EXERCISE DIRECTIONS
For the records that follow, give the number of lines containing the word "field", with no added text.

Entries taken from a collection:

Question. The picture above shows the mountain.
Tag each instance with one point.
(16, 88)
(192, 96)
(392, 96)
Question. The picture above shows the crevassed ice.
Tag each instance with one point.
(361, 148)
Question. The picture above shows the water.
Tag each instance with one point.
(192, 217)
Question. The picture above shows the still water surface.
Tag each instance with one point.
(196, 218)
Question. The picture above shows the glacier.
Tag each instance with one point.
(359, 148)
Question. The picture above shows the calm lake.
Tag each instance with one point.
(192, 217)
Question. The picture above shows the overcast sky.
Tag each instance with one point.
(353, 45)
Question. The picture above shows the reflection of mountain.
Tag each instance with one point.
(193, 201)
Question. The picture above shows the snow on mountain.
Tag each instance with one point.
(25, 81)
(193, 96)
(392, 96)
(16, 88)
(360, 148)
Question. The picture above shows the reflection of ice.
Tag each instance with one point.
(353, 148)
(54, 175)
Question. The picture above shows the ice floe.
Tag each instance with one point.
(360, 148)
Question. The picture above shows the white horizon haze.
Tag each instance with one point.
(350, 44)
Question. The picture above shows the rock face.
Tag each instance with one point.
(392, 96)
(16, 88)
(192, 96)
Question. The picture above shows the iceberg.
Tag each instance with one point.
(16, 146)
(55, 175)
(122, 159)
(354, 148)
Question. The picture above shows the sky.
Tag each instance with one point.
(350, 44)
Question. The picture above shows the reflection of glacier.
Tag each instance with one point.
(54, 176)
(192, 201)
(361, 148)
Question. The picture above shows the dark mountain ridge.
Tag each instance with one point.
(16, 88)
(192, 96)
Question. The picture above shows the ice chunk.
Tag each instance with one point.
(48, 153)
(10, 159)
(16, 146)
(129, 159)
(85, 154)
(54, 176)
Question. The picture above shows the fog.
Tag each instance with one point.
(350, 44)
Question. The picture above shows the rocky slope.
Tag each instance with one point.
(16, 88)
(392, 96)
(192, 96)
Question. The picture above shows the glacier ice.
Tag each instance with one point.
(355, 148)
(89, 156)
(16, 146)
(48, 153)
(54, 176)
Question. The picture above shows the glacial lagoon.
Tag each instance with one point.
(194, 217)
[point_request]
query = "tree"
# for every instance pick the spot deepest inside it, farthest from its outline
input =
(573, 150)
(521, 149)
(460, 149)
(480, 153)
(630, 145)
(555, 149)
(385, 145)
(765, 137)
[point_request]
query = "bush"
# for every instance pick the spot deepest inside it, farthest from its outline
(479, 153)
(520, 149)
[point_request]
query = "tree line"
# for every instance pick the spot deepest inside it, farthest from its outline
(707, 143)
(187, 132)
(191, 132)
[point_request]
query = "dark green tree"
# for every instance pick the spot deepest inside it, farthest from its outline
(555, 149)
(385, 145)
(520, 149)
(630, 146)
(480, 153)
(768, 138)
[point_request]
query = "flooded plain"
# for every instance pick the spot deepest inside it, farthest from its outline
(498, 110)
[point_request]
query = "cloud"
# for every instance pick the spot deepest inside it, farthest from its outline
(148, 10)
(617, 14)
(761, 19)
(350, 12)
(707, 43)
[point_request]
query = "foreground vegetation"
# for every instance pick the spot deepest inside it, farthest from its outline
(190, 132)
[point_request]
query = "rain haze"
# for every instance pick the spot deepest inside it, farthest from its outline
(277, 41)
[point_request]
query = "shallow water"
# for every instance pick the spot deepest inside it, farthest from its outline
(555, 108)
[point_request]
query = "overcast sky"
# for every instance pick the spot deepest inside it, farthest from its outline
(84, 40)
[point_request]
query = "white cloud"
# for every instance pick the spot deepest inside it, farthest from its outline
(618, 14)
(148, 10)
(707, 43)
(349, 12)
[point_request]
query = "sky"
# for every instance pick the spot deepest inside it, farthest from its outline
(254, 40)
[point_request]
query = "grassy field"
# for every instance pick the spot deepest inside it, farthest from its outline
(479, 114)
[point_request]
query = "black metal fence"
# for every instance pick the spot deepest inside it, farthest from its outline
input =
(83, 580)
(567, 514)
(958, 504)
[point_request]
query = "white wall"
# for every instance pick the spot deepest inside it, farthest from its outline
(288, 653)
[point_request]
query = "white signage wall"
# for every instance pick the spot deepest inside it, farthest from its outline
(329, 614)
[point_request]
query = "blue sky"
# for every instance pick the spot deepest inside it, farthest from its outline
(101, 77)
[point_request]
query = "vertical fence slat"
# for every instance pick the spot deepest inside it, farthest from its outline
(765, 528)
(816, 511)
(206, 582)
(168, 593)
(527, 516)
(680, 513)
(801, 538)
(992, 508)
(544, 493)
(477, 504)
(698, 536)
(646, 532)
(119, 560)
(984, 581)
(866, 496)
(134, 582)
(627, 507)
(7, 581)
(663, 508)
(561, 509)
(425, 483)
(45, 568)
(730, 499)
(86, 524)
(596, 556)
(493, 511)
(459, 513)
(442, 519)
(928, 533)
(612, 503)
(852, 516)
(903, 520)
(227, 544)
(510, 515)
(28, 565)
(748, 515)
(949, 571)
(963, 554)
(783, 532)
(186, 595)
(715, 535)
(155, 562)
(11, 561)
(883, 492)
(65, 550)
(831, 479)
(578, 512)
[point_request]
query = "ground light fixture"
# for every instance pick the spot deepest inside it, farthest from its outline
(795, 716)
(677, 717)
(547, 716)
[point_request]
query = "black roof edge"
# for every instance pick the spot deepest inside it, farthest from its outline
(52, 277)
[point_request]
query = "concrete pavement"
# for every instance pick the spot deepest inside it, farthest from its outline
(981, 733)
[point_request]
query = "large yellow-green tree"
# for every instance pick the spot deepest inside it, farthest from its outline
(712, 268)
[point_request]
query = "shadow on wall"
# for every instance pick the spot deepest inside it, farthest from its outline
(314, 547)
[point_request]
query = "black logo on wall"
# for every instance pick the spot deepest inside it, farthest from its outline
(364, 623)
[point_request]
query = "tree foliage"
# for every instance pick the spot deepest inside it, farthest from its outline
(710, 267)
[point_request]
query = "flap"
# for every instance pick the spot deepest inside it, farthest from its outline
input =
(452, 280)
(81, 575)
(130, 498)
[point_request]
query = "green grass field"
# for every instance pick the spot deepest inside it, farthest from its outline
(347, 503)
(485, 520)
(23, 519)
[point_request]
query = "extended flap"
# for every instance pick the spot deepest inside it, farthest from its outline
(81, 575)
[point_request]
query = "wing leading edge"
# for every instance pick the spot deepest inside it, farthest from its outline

TASK RESULT
2